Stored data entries
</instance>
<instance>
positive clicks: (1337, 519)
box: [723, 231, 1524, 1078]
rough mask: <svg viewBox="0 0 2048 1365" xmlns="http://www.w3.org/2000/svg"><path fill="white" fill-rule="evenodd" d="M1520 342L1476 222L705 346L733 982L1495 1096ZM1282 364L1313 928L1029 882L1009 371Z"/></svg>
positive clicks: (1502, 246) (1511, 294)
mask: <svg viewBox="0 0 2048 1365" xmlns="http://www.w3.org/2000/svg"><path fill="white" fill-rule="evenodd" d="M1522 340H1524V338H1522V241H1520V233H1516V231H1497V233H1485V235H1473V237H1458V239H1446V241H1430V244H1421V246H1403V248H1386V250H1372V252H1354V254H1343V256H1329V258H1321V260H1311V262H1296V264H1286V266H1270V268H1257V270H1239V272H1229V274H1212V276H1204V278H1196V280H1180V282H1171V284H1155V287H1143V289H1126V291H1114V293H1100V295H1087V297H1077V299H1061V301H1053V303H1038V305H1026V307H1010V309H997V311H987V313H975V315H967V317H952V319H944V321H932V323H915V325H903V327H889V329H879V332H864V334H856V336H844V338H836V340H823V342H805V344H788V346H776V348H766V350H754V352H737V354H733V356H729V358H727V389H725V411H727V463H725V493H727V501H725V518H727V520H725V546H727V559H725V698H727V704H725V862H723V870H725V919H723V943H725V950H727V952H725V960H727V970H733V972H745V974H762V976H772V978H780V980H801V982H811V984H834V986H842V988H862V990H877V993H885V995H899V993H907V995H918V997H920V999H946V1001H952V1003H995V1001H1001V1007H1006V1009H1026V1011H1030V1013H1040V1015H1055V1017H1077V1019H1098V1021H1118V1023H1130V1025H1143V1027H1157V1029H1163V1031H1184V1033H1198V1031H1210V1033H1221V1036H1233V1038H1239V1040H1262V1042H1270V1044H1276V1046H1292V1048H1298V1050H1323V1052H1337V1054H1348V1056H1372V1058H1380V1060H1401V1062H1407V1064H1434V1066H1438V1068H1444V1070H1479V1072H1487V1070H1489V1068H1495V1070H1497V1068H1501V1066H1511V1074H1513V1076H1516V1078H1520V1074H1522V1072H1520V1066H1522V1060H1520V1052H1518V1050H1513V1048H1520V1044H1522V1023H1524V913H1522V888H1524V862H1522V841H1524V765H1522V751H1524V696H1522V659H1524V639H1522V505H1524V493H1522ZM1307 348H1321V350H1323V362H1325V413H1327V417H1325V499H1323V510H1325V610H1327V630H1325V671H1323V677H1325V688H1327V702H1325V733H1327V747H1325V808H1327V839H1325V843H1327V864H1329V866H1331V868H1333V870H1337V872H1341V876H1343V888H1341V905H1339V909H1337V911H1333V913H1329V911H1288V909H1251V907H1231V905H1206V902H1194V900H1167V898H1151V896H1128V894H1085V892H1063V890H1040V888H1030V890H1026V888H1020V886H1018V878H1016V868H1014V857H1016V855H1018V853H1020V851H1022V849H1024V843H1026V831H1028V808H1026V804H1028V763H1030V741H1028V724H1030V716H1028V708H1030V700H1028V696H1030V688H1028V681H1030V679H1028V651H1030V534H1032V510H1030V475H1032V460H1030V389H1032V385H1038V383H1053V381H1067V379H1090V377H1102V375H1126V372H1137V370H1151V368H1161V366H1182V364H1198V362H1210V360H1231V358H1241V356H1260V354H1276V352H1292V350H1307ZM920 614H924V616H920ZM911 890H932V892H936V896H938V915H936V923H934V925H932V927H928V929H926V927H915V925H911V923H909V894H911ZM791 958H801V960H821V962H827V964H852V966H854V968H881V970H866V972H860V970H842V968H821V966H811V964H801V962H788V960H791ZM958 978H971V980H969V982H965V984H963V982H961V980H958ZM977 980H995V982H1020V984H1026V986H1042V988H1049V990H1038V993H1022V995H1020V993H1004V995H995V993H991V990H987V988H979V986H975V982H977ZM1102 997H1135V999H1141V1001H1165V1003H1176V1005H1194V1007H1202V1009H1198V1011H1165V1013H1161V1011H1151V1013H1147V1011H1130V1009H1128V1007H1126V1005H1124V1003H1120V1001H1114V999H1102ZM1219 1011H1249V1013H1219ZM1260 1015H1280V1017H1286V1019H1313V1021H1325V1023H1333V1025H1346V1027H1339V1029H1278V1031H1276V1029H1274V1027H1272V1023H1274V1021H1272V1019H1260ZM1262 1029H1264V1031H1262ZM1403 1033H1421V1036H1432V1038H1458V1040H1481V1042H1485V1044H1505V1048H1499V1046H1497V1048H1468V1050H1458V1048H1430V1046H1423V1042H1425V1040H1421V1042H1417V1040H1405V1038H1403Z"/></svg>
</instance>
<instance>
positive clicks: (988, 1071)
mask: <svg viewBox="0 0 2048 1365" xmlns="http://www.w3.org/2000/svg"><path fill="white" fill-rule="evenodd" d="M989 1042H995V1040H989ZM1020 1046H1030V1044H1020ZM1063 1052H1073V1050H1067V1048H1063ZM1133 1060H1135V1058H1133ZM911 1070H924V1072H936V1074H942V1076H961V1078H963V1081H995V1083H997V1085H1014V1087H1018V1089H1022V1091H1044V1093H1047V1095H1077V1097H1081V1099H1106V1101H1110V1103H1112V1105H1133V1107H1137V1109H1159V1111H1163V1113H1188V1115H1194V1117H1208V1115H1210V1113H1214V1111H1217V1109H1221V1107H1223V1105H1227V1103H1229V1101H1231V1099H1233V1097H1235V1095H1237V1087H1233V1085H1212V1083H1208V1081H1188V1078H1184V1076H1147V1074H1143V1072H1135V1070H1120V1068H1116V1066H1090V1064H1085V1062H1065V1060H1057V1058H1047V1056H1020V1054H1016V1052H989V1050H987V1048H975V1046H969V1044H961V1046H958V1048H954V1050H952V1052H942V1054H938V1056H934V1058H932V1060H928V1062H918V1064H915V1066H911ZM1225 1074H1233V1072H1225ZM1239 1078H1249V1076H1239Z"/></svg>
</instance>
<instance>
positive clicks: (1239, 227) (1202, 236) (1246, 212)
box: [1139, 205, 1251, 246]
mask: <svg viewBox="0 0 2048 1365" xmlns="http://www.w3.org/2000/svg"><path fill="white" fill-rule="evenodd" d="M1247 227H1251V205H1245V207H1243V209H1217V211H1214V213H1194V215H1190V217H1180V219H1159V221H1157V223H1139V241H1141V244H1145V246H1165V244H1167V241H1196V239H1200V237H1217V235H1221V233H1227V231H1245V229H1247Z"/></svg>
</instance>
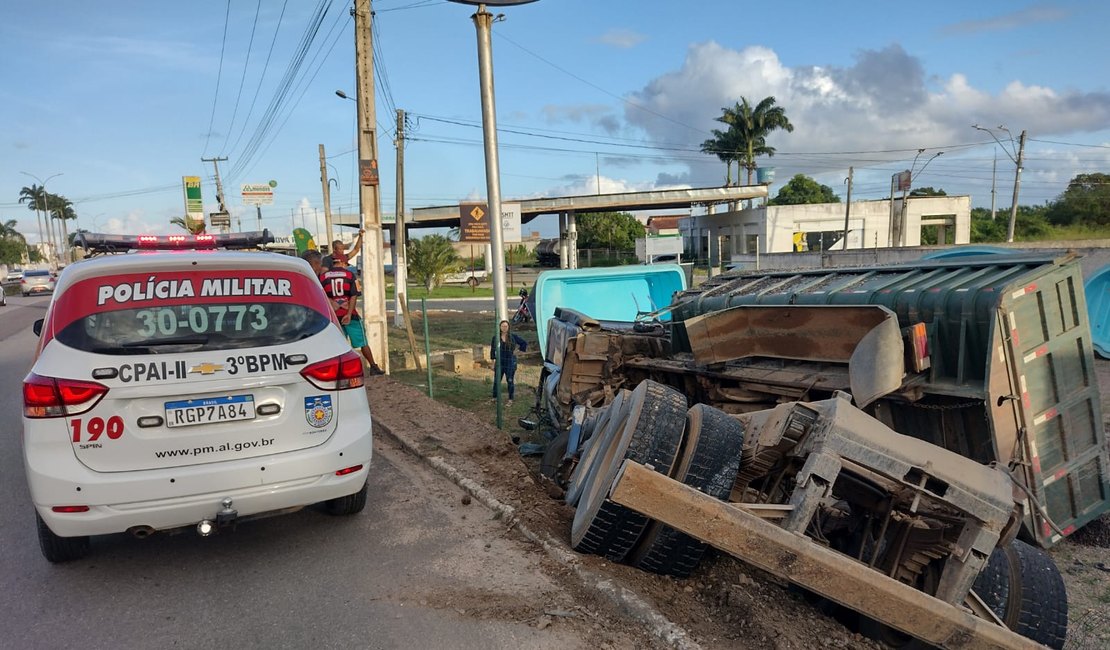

## WHAT IS NEEDED
Retype every line of the stored data entries above verbatim, leaving out the pictures.

## SOLVED EXERCISE
</instance>
<instance>
positive clicks: (1337, 519)
box: [723, 231, 1524, 1078]
rough mask: <svg viewBox="0 0 2048 1365" xmlns="http://www.w3.org/2000/svg"><path fill="white" fill-rule="evenodd" d="M1520 342L1476 222L705 346L733 982L1495 1096ZM1282 364L1313 928L1029 882L1009 371Z"/></svg>
positive clicks: (1502, 246) (1511, 294)
mask: <svg viewBox="0 0 2048 1365" xmlns="http://www.w3.org/2000/svg"><path fill="white" fill-rule="evenodd" d="M1522 340H1524V338H1522V241H1520V233H1516V231H1497V233H1485V235H1473V237H1458V239H1446V241H1430V244H1421V246H1403V248H1386V250H1372V252H1354V254H1343V256H1329V258H1321V260H1311V262H1296V264H1286V266H1270V268H1257V270H1239V272H1229V274H1212V276H1204V278H1196V280H1180V282H1171V284H1155V287H1143V289H1126V291H1114V293H1100V295H1087V297H1077V299H1061V301H1053V303H1038V305H1026V307H1010V309H997V311H987V313H975V315H967V317H952V319H944V321H932V323H915V325H903V327H889V329H879V332H864V334H856V336H844V338H836V340H823V342H805V344H788V346H776V348H766V350H754V352H737V354H733V356H729V358H727V389H725V411H727V463H725V493H727V501H725V518H727V520H725V546H727V559H725V698H727V704H725V862H723V870H725V919H723V943H725V950H727V952H725V960H727V970H733V972H745V974H762V976H772V978H780V980H801V982H811V984H834V986H842V988H862V990H877V993H885V995H899V993H907V995H918V997H920V999H946V1001H952V1003H995V1001H1001V1007H1006V1009H1026V1011H1030V1013H1040V1015H1055V1017H1077V1019H1098V1021H1118V1023H1130V1025H1143V1027H1157V1029H1163V1031H1184V1033H1198V1031H1210V1033H1221V1036H1233V1038H1239V1040H1262V1042H1270V1044H1276V1046H1292V1048H1298V1050H1323V1052H1337V1054H1348V1056H1372V1058H1380V1060H1401V1062H1407V1064H1434V1066H1438V1068H1444V1070H1479V1072H1487V1070H1489V1068H1495V1070H1497V1068H1501V1066H1511V1074H1513V1076H1516V1078H1520V1074H1522V1072H1520V1066H1522V1060H1520V1052H1518V1050H1513V1048H1520V1044H1522V1023H1524V913H1522V888H1524V862H1522V841H1524V765H1522V751H1524V696H1522V659H1524V639H1522V505H1524V493H1522ZM1307 348H1321V350H1323V362H1325V413H1327V417H1325V499H1323V510H1325V610H1327V630H1325V671H1323V677H1325V688H1327V702H1325V733H1327V747H1325V808H1327V839H1325V843H1327V864H1329V866H1331V868H1333V870H1337V872H1341V876H1343V888H1341V905H1339V909H1337V911H1333V913H1329V911H1288V909H1251V907H1231V905H1206V902H1194V900H1167V898H1151V896H1128V894H1085V892H1063V890H1040V888H1030V890H1026V888H1020V886H1018V878H1016V868H1014V857H1016V855H1018V853H1020V851H1022V849H1024V843H1026V831H1028V808H1026V804H1028V763H1030V741H1028V724H1030V716H1028V708H1030V700H1028V696H1030V688H1028V681H1030V679H1028V651H1030V534H1032V510H1030V475H1032V460H1030V389H1032V385H1038V383H1053V381H1067V379H1090V377H1102V375H1126V372H1137V370H1151V368H1161V366H1182V364H1198V362H1210V360H1231V358H1241V356H1260V354H1276V352H1292V350H1307ZM920 614H924V616H920ZM911 890H932V892H936V896H938V915H936V923H934V925H932V927H928V929H926V927H915V925H911V923H909V894H911ZM791 958H801V960H821V962H827V964H852V966H854V968H881V970H866V972H860V970H842V968H821V966H811V964H801V962H788V960H791ZM958 978H971V980H969V982H965V984H963V982H961V980H958ZM977 980H995V982H1020V984H1026V986H1042V988H1049V990H1038V993H1022V995H1020V993H1004V995H995V993H991V990H987V988H979V986H975V982H977ZM1102 997H1135V999H1141V1001H1165V1003H1176V1005H1194V1007H1202V1009H1198V1011H1165V1013H1161V1011H1151V1013H1147V1011H1130V1009H1128V1007H1126V1005H1124V1003H1120V1001H1114V999H1102ZM1219 1011H1249V1013H1219ZM1260 1015H1280V1017H1286V1019H1313V1021H1325V1023H1333V1025H1346V1027H1339V1029H1278V1031H1276V1029H1274V1027H1272V1023H1274V1021H1272V1019H1260ZM1262 1029H1264V1031H1262ZM1403 1033H1421V1036H1432V1038H1458V1040H1481V1042H1485V1044H1505V1048H1499V1046H1497V1048H1468V1050H1458V1048H1430V1046H1423V1042H1425V1040H1421V1042H1417V1040H1405V1038H1403Z"/></svg>
</instance>
<instance>
positive clicks: (988, 1071)
mask: <svg viewBox="0 0 2048 1365" xmlns="http://www.w3.org/2000/svg"><path fill="white" fill-rule="evenodd" d="M989 1042H995V1040H989ZM1020 1046H1030V1044H1020ZM1063 1052H1073V1050H1067V1048H1063ZM1133 1060H1135V1058H1133ZM911 1070H924V1072H936V1074H942V1076H961V1078H963V1081H995V1083H997V1085H1014V1087H1018V1089H1022V1091H1044V1093H1047V1095H1077V1097H1081V1099H1106V1101H1110V1103H1112V1105H1133V1107H1137V1109H1159V1111H1163V1113H1188V1115H1194V1117H1208V1115H1210V1113H1214V1111H1217V1109H1221V1107H1223V1105H1227V1103H1229V1101H1231V1099H1233V1097H1235V1095H1237V1087H1233V1085H1212V1083H1208V1081H1188V1078H1184V1076H1147V1074H1143V1072H1135V1070H1120V1068H1116V1066H1090V1064H1085V1062H1065V1060H1057V1058H1047V1056H1020V1054H1016V1052H989V1050H987V1048H975V1046H969V1044H961V1046H958V1048H954V1050H952V1052H942V1054H938V1056H934V1058H932V1060H928V1062H918V1064H915V1066H911ZM1225 1074H1233V1072H1225ZM1239 1078H1249V1076H1239Z"/></svg>
</instance>
<instance>
positive clicks: (1239, 227) (1202, 236) (1246, 212)
box: [1139, 205, 1251, 246]
mask: <svg viewBox="0 0 2048 1365" xmlns="http://www.w3.org/2000/svg"><path fill="white" fill-rule="evenodd" d="M1247 227H1251V205H1245V207H1243V209H1217V211H1214V213H1194V215H1190V217H1180V219H1159V221H1157V223H1139V241H1141V244H1145V246H1165V244H1167V241H1196V239H1200V237H1217V235H1221V233H1227V231H1245V229H1247Z"/></svg>
</instance>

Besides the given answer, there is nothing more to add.